EXTRACTED TEXT.
════════════════════

I have a letter to Santa right here: Please stop delivering presents to little shits and grown up shits that don’t deserve anything at all. We all know we can be little bitches throughout the year and still get gifts on Christmas, so just stop with the naughty or nice bit. You’re not fooling anyone. Do you even have lumps of coal, because I’ve never seen or heard of anyone actually getting one? It seems like a pretty weak scare tactic to me. (I’ll stop now, because I realize I’m a 22 year-old talking to Santa.)
“Oh boy — what a block!” You’re telling me.
America is such an awful place that lately I haven’t felt very compelled to plaster my face all over the place. I mean, who cares what I look like when a modern-day civil rights movement is underway? But maybe that isn’t as important as fabrics strung together into an ensemble around your body, being a basic bitchhhhh who don’t fuxxxx with no one, or (heaven forbid) the mega-consumerist holiday that we call Christmas.
These things, and many more, take center-stage in people’s realities while the very lives of our fellow citizens are on the line. Contrary to popular belief, the civil rights movement did not end with Martin Luther King Jr. Rather, he left the torch for the next generation, and now it’s time for us (inclusive us, because clearly I wouldn’t be the one carrying the torch) to pick it up and carry it the rest of the way. If everyone chips in, shares their thoughts, and more importantly supports those leading the charge, equality might start to look more like a reality than a dream. It’s like when you try to pay a bill with a group — if more people contribute, everyone pays less. But, if only a few people pay, they end of having to pay the most. Herein lies the problem with Americans.

════════════════════

WORK INSTRUCTIONS. From the post about Santa and civil rights, list each action that the post says everyone would need to take for equality to start to look more like a reality than a dream.

════════════════════

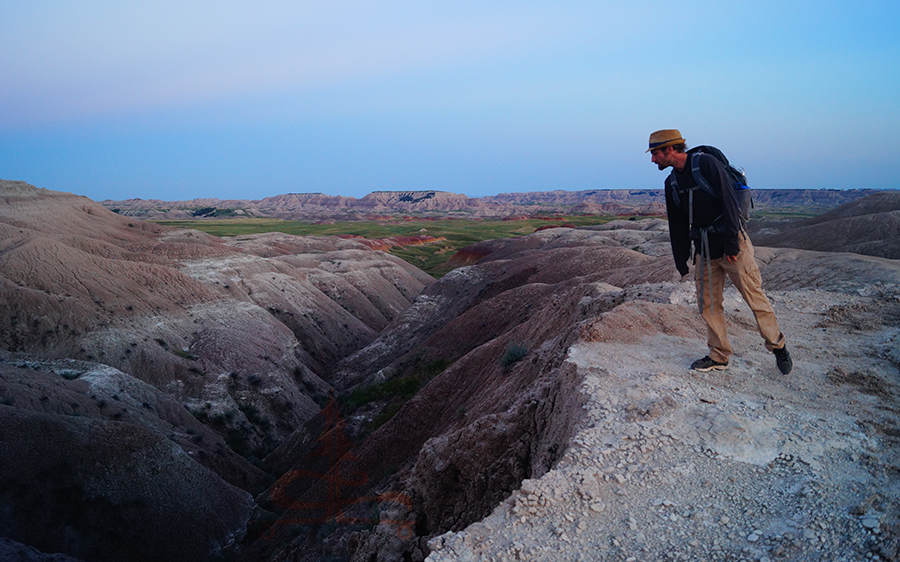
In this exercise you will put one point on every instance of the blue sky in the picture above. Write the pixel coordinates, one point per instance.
(184, 99)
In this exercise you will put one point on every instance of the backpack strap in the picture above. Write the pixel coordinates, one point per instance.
(700, 178)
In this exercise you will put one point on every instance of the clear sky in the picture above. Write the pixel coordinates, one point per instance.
(116, 99)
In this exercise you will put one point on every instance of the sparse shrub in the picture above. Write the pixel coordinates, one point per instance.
(514, 352)
(201, 415)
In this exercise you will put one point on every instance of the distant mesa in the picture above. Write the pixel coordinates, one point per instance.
(443, 204)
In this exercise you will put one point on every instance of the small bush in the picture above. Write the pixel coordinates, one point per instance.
(513, 353)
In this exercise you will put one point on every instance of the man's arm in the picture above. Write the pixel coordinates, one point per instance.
(720, 181)
(679, 233)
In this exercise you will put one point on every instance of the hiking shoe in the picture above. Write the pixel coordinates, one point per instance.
(783, 360)
(707, 364)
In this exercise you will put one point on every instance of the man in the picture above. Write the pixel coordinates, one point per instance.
(721, 247)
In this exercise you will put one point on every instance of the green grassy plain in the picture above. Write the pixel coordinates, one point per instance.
(431, 258)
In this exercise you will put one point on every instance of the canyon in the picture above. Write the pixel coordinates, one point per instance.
(167, 394)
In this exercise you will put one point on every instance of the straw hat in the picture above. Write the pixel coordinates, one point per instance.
(664, 138)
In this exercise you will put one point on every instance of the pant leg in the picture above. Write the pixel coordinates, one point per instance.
(745, 276)
(716, 334)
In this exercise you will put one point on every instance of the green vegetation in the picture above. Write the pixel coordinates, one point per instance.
(431, 258)
(395, 392)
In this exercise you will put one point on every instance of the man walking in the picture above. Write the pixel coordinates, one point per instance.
(721, 247)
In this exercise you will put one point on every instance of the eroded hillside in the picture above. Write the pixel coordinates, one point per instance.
(213, 350)
(301, 399)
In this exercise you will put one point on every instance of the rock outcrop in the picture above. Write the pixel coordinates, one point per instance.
(505, 406)
(317, 206)
(869, 226)
(167, 362)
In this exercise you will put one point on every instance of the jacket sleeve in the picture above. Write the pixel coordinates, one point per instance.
(719, 180)
(679, 232)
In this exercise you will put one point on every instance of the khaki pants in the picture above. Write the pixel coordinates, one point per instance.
(744, 275)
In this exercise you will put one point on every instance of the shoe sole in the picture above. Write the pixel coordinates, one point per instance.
(708, 369)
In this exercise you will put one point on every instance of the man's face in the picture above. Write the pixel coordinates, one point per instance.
(662, 157)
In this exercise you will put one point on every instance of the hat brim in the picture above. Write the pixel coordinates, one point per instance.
(657, 146)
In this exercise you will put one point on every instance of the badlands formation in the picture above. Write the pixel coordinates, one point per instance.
(168, 395)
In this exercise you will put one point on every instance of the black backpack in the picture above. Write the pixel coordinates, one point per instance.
(738, 180)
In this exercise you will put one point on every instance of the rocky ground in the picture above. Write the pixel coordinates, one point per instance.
(745, 464)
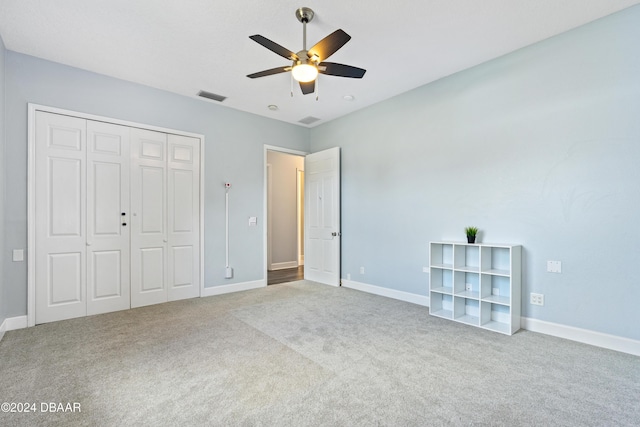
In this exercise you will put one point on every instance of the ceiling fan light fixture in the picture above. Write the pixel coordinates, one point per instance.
(304, 72)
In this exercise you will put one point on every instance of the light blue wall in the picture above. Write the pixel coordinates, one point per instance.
(3, 252)
(540, 147)
(234, 152)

════════════════════

EXERCISE ANSWER.
- Chip in
- Share their thoughts
- Support those leading the charge